**WHAT NEEDS TO BE DONE:** Count how many lines in the listing below contain the word "bank" and reply with that number alone.

**RECORD EXTRACTS:**
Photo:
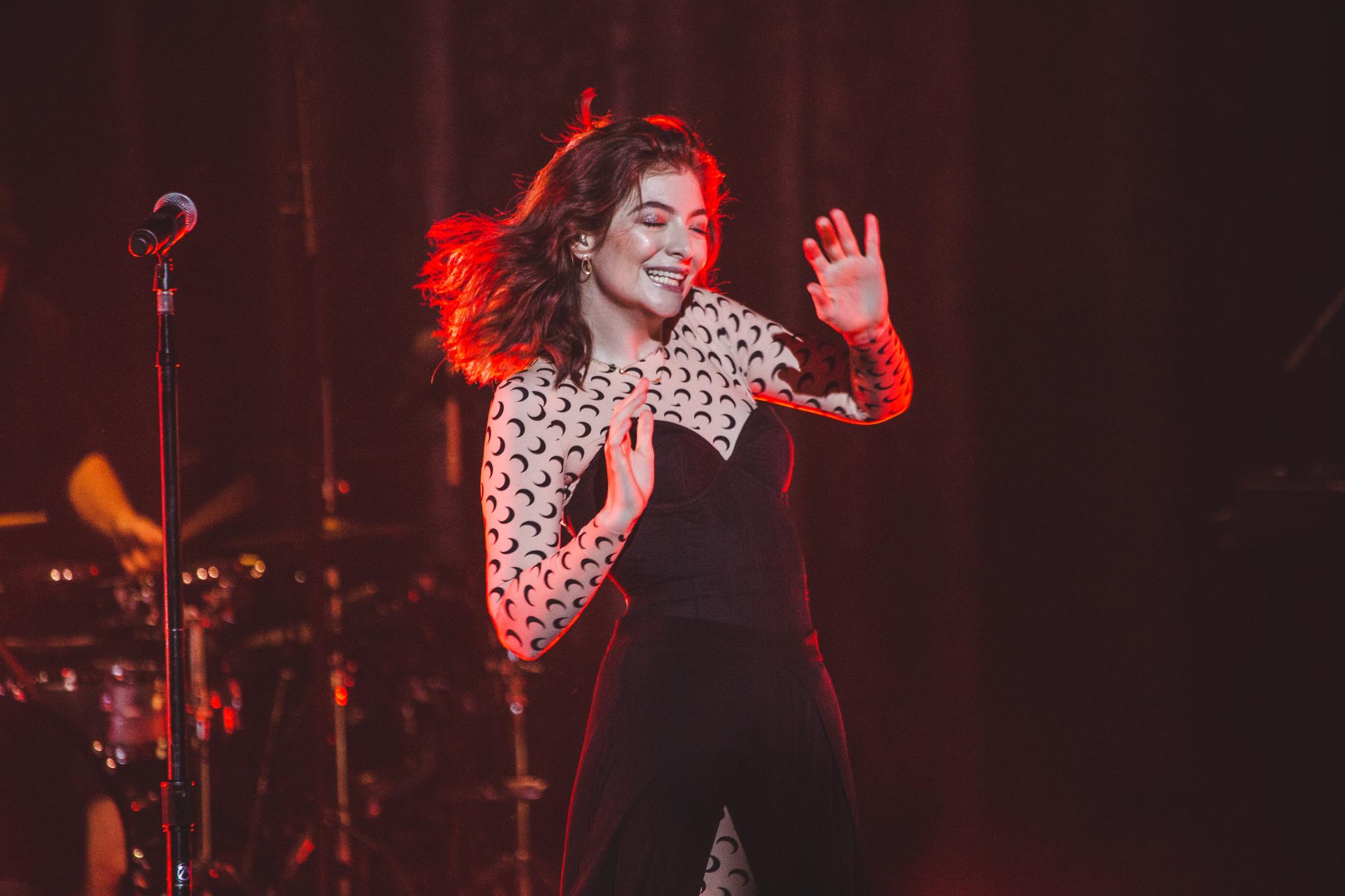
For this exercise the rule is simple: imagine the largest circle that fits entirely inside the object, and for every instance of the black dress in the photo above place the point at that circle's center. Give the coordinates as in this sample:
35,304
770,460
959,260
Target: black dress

* * *

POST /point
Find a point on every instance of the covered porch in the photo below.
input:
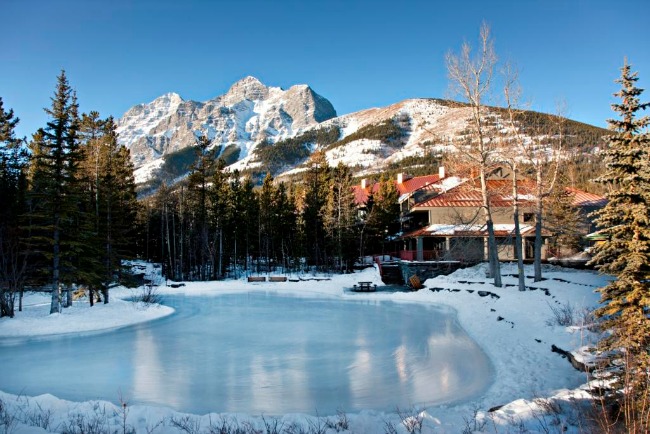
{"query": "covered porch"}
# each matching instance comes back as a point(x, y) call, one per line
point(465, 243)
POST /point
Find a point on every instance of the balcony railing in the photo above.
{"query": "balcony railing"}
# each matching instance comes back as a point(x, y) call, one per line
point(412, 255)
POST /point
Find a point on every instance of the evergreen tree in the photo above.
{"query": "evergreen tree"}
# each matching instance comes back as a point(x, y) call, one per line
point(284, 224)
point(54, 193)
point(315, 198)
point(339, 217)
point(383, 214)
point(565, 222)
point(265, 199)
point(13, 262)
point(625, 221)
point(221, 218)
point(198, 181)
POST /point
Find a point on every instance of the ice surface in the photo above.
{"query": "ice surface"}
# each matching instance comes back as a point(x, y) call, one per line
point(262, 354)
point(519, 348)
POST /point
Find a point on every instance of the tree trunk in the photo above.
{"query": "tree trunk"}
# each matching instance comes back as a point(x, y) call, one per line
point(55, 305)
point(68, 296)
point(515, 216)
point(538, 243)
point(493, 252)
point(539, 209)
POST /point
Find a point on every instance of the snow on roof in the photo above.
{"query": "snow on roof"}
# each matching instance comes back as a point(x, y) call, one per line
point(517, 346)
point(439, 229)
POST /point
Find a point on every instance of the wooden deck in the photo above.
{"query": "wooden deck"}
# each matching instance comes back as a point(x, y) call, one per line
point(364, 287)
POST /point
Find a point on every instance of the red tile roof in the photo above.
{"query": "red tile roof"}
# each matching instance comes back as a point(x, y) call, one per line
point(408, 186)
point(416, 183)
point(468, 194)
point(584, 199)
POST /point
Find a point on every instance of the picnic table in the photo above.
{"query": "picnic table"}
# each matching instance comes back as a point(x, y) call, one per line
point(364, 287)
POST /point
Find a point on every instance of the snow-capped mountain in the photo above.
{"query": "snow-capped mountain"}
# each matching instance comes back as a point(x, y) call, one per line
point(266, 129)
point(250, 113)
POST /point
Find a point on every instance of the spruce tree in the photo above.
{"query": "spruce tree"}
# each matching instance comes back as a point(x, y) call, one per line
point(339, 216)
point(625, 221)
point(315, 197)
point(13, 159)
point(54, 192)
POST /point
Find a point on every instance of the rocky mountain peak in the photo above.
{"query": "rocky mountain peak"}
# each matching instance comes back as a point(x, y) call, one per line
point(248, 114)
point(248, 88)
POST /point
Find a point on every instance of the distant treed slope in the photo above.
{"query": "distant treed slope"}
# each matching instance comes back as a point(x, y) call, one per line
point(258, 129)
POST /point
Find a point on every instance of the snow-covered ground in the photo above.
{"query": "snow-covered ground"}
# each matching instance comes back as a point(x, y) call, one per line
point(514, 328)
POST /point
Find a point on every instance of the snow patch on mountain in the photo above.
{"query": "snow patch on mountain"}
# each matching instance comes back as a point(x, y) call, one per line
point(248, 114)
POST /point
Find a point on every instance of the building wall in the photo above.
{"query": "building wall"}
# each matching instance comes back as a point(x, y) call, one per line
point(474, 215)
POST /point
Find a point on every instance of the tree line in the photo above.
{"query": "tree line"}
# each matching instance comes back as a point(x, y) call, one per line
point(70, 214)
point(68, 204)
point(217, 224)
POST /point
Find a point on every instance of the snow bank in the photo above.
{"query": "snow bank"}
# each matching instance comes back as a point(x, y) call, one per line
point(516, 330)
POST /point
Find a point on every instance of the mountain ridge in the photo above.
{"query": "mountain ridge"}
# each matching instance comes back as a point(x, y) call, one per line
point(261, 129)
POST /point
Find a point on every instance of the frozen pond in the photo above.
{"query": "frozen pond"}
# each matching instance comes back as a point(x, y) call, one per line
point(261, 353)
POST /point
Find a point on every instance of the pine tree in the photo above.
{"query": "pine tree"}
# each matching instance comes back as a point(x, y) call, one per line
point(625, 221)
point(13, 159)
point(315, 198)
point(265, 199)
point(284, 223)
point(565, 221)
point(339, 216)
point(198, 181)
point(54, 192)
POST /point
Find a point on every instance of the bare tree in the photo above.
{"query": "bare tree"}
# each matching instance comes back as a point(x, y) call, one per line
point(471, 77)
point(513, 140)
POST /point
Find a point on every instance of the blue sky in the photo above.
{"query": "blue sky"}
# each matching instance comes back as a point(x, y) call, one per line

**ANSWER TO THE TASK:** 2